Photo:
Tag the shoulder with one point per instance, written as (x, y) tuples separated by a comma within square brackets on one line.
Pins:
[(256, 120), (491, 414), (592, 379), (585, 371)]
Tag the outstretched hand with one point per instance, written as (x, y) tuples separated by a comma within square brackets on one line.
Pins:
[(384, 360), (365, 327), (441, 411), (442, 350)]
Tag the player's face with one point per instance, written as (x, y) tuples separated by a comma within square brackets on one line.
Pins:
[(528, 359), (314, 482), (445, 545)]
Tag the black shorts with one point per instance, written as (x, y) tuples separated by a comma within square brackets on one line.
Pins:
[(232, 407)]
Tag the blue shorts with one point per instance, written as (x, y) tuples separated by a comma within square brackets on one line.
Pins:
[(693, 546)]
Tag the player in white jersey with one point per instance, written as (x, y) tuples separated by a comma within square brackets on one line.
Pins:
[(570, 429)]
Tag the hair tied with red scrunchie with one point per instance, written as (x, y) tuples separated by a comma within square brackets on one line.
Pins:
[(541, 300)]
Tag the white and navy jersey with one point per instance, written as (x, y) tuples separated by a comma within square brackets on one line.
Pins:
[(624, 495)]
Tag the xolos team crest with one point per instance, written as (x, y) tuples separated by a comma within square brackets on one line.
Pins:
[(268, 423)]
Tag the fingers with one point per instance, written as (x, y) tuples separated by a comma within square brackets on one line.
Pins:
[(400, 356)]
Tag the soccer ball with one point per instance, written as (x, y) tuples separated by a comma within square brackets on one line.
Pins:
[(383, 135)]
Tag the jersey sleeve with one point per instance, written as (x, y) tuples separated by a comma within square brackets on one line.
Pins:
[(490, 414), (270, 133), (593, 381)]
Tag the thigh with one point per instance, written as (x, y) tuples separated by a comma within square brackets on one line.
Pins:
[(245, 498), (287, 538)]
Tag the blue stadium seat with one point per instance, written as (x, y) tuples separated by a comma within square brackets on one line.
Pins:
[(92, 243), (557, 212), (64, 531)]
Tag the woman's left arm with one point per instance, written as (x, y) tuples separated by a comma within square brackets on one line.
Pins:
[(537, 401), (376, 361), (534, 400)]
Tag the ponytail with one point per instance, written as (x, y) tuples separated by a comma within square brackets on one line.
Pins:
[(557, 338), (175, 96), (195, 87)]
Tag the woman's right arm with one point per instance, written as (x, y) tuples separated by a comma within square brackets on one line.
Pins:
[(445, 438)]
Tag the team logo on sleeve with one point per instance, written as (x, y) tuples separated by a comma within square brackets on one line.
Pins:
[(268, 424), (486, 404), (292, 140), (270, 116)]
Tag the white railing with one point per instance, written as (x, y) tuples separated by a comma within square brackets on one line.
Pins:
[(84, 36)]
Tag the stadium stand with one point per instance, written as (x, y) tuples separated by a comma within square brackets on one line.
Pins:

####################

Task prompt
Please set down all of the records above again, word for word and line for line.

Exercise result
Photo:
Tag the shoulder with one point per instance, written as (x, y) tuples separated by a comma within square brackets on one line.
Pins:
[(256, 120), (491, 414), (592, 379), (585, 371)]
Tag the outstretched hand with one point per instance, written as (x, y) tuples separated by a comma within square brackets on one line.
Pins:
[(384, 360), (365, 327), (441, 411), (442, 350)]
Tag the player's face with one point per instance, written as (x, y) tuples separated by a comma within square brackets on one line.
Pins:
[(528, 359), (314, 482), (445, 545)]
Tag the black shorts with one point per instance, written as (x, y) tuples separated by a comma within square brackets on one line.
Pins:
[(232, 407)]
Tag the blue shorts with one point per instance, written as (x, y) tuples separated by a comma within square brackets on one line.
Pins:
[(693, 546)]
Tag the player in white jersey with one point per instance, written as (x, y) tuples separated by a comma within square brackets on one line.
Pins:
[(570, 429)]
Tag the hair tied with red scrunchie with one point per instance, written as (x, y) tuples separated by a comma within square brackets on one line.
Pins:
[(541, 300)]
Tag the white and navy jersey with one point per instance, written as (x, y) tuples separated by a comma within square brackets on one line.
Pins:
[(624, 495)]
Tag the xolos team crest with one point per instance, written as (x, y) tuples separated by a comma within square brackets on one line.
Pins:
[(268, 423)]
Tag the fingers with one point per instance, written as (x, y) tuples separated by a comma within square brackets on one line.
Pins:
[(400, 356)]
Tag the soccer ball with one point per instance, written as (x, y) tuples separated by a comma within square brackets on one line.
Pins:
[(383, 135)]
Tag the jersey sleeve with one point per instance, written as (x, y) tuples separated by a comma within square brackets on one line.
Pins:
[(490, 414), (270, 133), (593, 381)]
Tag the thigh with one point per instance, written as (x, y) tuples separated by a comma within square brackets on one line.
Pins:
[(245, 498), (287, 538)]
Tag the blue stadium seat with one point per instance, written as (x, y) tuples separated by a comma within square brackets on one line.
Pins:
[(92, 243), (557, 212), (64, 531)]
Tag the woman's left arm with one point per instance, written as (x, y) tuples separated by a comma within square brackets on one line.
Pins:
[(537, 401), (376, 361), (534, 400)]
Tag the ponytail with one point per instance, written as (x, y) tuples separated by a comma within square brackets on one line.
Pins:
[(557, 338), (175, 96), (195, 87)]
Tag the woman's right arm with one point per instance, written as (x, y) tuples separated by a comma within square brackets on one line.
Pins:
[(445, 438)]
Tag the team logo on sleeve with one point per instance, written as (x, y) tuples separated by a comma within square brackets on one line.
Pins:
[(268, 424), (486, 404), (292, 140), (270, 116)]
Tag the white railing with one point per instance, written as (x, y) tuples separated by a comma within square brackets on one line.
Pins:
[(84, 36)]
Tag the stadium stand with one point per instance, written as (x, y) tuples separated by a comma within square brackets on one line.
Pins:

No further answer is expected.